• _EXCERPT TO READ_:
▶

A vertex shader may write a single clip distance for each enabled clip
halfspace to elements of the gl_ClipDistance[] array. Clip half-space
<i> is then given by the set of points satisfying the inequality
ci(P) >= 0,
where ci(P) is the value of clip distance <i> at point P. For point
primitives, ci(P) is simply the clip distance for the vertex in question.
For line and triangle primitives, per-vertex clip distances are
interpolated using a weighted mean, with weights derived according to the
algorithms described in sections 13.6 (Line Segments) and 13.7
(Polygons).
Client-defined clip half-spaces are enabled or disabled by calling
Enable or Disable with target CLIP_DISTANCE<i>_EXT, where <i> is an
integer between 0 and <n> - 1; specifying a value of <i> enables or
disables the client-defined clip half-space with index <i>. The
constants obey CLIP_DISTANCE<i>_EXT = CLIP_DISTANCE0_EXT + <i>.
If the primitive under consideration is a point, then clipping passes it
unchanged if it lies withing the clip volume; otherwise it is discarded.

◀

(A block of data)
▶

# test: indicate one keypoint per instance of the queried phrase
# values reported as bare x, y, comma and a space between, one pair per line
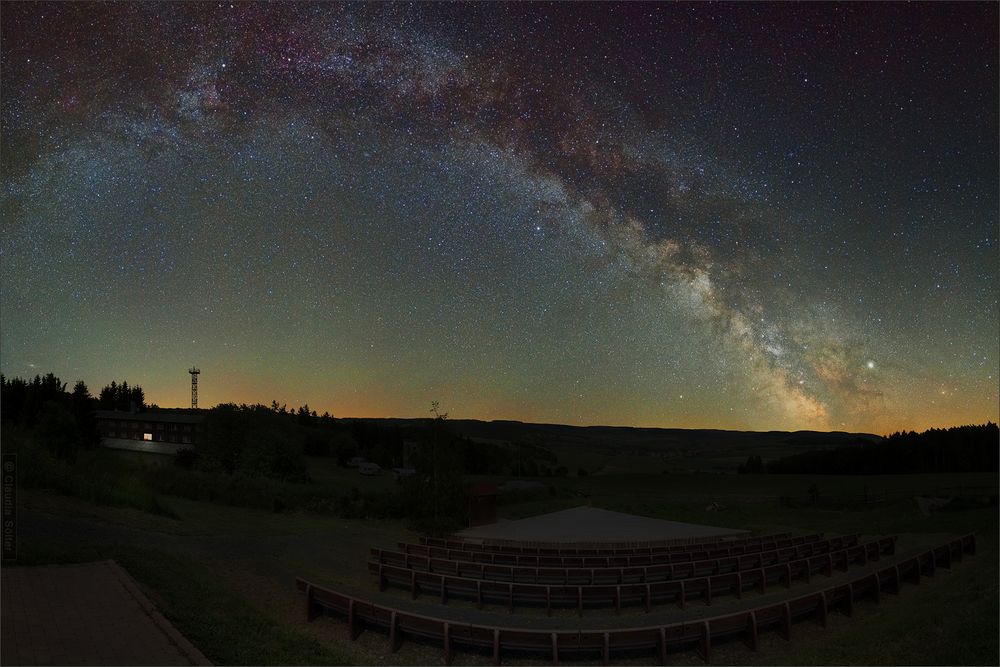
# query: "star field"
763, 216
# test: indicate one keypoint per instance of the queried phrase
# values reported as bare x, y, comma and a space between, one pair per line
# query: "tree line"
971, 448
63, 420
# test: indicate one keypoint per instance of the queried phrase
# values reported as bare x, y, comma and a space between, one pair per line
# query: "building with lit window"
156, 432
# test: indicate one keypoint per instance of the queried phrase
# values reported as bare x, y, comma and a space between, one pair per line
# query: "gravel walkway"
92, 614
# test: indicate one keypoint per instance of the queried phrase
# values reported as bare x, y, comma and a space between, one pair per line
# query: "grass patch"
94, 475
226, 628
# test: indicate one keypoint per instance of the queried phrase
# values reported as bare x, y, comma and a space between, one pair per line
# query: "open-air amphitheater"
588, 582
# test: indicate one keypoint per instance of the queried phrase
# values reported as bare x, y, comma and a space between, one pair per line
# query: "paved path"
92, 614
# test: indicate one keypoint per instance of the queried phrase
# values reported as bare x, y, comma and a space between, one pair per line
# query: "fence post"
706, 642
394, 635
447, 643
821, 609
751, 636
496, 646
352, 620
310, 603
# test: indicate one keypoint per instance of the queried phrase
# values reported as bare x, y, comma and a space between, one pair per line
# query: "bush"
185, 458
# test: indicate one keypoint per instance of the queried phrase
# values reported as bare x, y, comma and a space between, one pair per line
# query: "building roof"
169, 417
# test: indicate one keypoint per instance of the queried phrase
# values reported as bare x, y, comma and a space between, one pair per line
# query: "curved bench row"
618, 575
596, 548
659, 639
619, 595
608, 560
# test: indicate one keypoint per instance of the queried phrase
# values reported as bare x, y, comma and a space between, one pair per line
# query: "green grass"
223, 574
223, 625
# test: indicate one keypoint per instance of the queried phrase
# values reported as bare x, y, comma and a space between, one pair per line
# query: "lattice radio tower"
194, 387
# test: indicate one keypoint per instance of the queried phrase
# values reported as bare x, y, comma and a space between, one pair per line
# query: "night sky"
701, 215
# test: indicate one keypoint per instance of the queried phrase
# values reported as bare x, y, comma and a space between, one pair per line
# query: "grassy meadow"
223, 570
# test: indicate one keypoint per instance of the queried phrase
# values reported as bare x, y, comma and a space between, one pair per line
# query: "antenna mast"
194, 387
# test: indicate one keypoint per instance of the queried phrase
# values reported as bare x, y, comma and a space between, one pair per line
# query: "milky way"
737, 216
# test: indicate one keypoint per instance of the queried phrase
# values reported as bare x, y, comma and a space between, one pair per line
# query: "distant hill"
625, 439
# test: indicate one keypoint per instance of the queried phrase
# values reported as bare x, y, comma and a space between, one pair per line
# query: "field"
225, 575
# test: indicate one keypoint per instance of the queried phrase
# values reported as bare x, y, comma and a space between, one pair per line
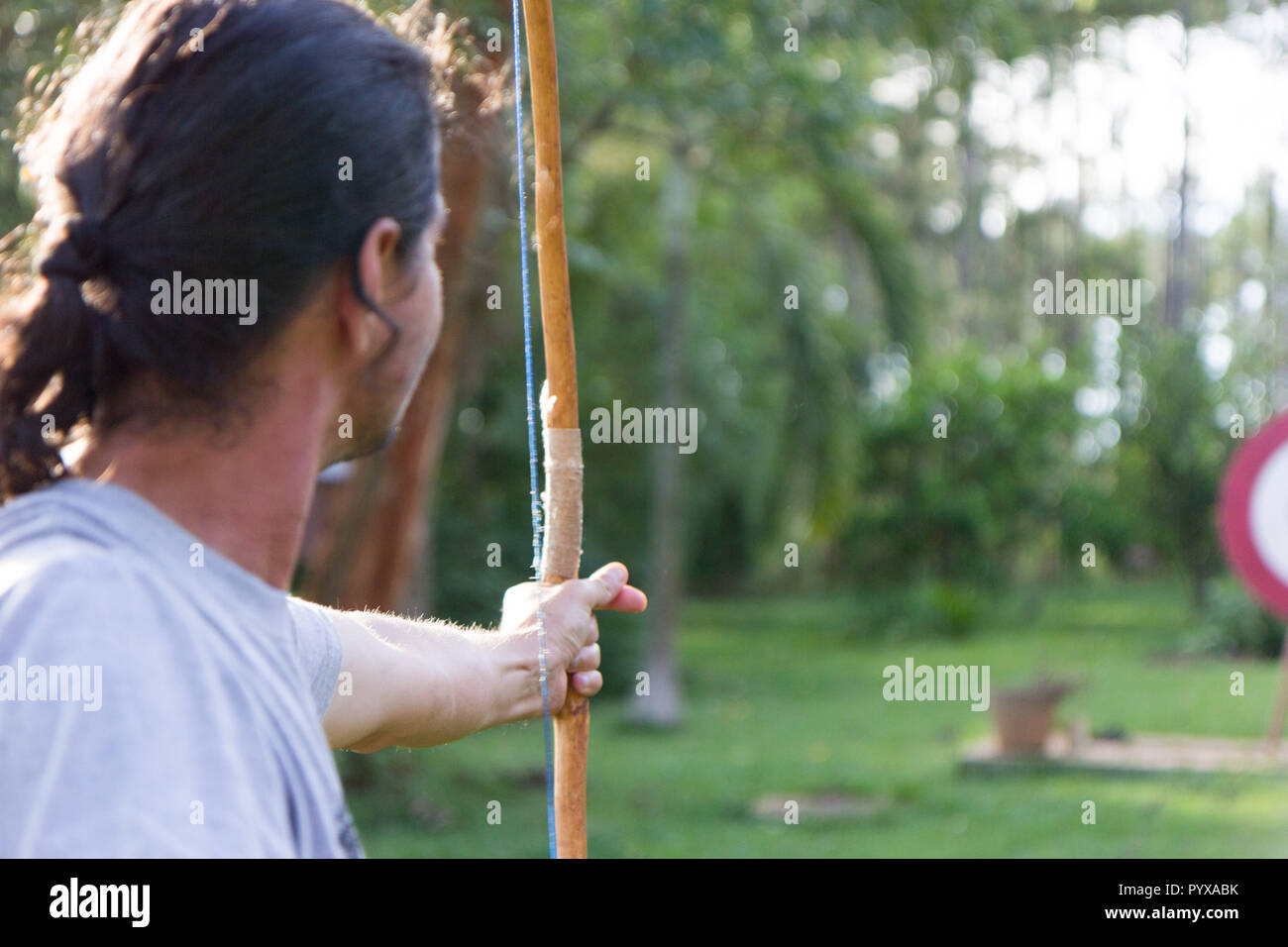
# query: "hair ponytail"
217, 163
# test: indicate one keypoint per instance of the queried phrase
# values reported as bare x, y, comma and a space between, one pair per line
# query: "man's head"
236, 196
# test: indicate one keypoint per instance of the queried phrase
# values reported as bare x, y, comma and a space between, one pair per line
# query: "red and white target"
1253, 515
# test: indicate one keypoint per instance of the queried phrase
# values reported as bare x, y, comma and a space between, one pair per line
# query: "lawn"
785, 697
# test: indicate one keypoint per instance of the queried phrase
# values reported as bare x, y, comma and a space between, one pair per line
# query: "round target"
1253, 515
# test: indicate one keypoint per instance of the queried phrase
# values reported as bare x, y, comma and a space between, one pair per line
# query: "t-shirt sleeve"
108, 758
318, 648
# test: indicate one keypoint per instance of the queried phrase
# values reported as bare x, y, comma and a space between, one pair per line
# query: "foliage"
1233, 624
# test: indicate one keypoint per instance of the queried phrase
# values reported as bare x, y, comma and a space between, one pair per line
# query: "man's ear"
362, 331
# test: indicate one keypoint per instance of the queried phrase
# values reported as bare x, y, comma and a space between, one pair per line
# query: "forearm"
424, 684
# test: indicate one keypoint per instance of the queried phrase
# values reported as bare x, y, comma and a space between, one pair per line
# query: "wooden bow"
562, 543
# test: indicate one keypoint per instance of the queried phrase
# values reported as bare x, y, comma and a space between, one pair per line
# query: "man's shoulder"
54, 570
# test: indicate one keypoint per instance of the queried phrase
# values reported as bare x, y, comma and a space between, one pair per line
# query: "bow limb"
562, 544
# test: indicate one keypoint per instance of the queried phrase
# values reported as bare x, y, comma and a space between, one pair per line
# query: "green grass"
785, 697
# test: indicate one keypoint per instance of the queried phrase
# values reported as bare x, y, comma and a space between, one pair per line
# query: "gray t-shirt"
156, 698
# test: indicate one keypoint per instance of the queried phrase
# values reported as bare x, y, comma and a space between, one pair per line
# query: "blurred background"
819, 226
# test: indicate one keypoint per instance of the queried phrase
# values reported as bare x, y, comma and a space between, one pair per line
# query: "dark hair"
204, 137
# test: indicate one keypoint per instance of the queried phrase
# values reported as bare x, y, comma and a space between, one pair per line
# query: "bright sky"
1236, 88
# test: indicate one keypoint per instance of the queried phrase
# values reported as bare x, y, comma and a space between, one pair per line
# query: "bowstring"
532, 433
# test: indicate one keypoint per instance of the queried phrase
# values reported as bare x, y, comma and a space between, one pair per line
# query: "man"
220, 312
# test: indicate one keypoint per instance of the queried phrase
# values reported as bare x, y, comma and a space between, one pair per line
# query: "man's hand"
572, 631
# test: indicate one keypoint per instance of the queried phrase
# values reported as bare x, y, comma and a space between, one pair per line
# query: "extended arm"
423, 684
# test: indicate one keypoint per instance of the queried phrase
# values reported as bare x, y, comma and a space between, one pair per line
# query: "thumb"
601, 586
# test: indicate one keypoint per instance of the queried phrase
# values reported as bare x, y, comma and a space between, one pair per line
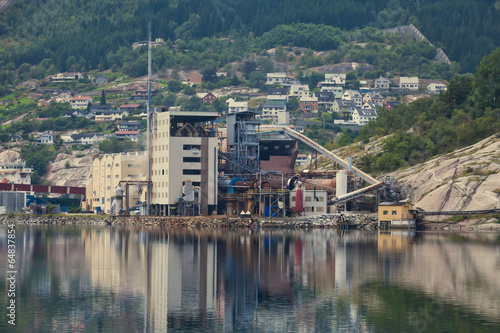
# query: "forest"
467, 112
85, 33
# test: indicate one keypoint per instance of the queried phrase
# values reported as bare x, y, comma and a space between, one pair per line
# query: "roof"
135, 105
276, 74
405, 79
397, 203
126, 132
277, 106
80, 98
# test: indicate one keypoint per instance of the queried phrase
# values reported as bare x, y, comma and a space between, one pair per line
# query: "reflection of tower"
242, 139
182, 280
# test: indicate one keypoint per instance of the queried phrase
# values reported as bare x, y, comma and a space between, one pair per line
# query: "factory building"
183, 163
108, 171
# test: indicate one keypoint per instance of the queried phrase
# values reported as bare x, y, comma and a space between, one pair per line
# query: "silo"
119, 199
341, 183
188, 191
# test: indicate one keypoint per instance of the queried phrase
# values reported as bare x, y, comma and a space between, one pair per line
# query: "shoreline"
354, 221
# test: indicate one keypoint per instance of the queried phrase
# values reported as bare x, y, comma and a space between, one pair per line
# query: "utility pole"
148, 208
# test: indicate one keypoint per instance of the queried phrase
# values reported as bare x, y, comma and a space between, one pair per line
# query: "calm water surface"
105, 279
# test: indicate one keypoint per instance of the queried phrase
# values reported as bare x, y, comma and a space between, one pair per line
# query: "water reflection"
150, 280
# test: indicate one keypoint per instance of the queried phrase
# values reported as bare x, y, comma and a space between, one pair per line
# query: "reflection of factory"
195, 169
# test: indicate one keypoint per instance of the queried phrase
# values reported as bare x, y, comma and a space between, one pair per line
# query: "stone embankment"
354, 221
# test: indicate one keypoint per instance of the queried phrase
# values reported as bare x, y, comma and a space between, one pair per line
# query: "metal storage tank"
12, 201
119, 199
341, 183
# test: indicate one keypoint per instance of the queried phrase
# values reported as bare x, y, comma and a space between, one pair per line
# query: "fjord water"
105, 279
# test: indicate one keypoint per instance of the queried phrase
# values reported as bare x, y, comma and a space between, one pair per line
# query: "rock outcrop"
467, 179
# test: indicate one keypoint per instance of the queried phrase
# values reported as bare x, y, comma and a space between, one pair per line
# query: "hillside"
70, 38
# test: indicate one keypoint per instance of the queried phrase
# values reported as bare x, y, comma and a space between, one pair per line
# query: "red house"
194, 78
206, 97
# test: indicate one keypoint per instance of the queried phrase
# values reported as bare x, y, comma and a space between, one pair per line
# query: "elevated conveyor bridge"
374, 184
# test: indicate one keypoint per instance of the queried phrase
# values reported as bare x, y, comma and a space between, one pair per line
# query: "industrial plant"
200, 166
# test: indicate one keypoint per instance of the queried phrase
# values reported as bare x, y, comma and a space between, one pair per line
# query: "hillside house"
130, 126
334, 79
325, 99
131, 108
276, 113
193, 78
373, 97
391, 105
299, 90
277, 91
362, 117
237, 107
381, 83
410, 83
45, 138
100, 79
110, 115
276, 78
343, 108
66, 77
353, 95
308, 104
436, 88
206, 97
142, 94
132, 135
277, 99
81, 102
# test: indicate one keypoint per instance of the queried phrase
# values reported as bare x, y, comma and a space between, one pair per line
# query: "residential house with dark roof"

◀

• _SET OF TASKS_:
(1) Reproduce the passage on clip distances between "For line and" and "it is discarded.", inclusive.
(2) Resume the passage on clip distances, picking up right after its final sentence.

• _WRITTEN ANSWERS_:
(1)
For line and triangle primitives, per-vertex clip distances are
interpolated using a weighted mean, with weights derived according to the
algorithms described in sections 13.6 (Line Segments) and 13.7
(Polygons).
Client-defined clip half-spaces are enabled or disabled by calling
Enable or Disable with target CLIP_DISTANCE<i>_EXT, where <i> is an
integer between 0 and <n> - 1; specifying a value of <i> enables or
disables the client-defined clip half-space with index <i>. The
constants obey CLIP_DISTANCE<i>_EXT = CLIP_DISTANCE0_EXT + <i>.
If the primitive under consideration is a point, then clipping passes it
unchanged if it lies withing the clip volume; otherwise it is discarded.

(2)
If the primitive is a line segment, then clipping does nothing to it if
it lies entirely withing the clip volume, and discards it if it lies
entirely outside the volume.
If part of the line segment lies in the volume and part of it lies
outside, then the line segment is clipped and new vertex coordinates
are computed for one or both vertices. A clipped line segment endpoint
lies on both the original line segment and the boundary of the clip
volume.
This clipping produces..."
Add the following text to the end of Section 12.4:
"Primitives rendered with user-defined half-spaces must satisfy a
complimentary criterion. Suppose a series of primitives is drawn where
each vertex <i> has a single specified clip distance <di> (or a number
of similarly specified clip distances, if multiple half-spaces are
enabled). Next, suppose that the same series of primitives are drawn
again with each such clip distance replaced by -<di> (and the GL is
otherwise in the same state). In this case, primitives must not be
missing any pixels, nor may any pixels be drawn twice in regions where
those primitives are cut by the clip planes.
The state required for clipping is MAX_CLIP_DISTANCES_EXT bits indicating
which of the client-defined half-spaces are enabled. In the initial state,
all half-spaces are disabled."
Additions to OpenGL ES Shading Language 3.20 Specification
Including the following line in a shader can be used to control
the language features described in this extension:
#extension GL_EXT_clip_cull_distance : <behavior>
where <behavior> is as described in section 3.4.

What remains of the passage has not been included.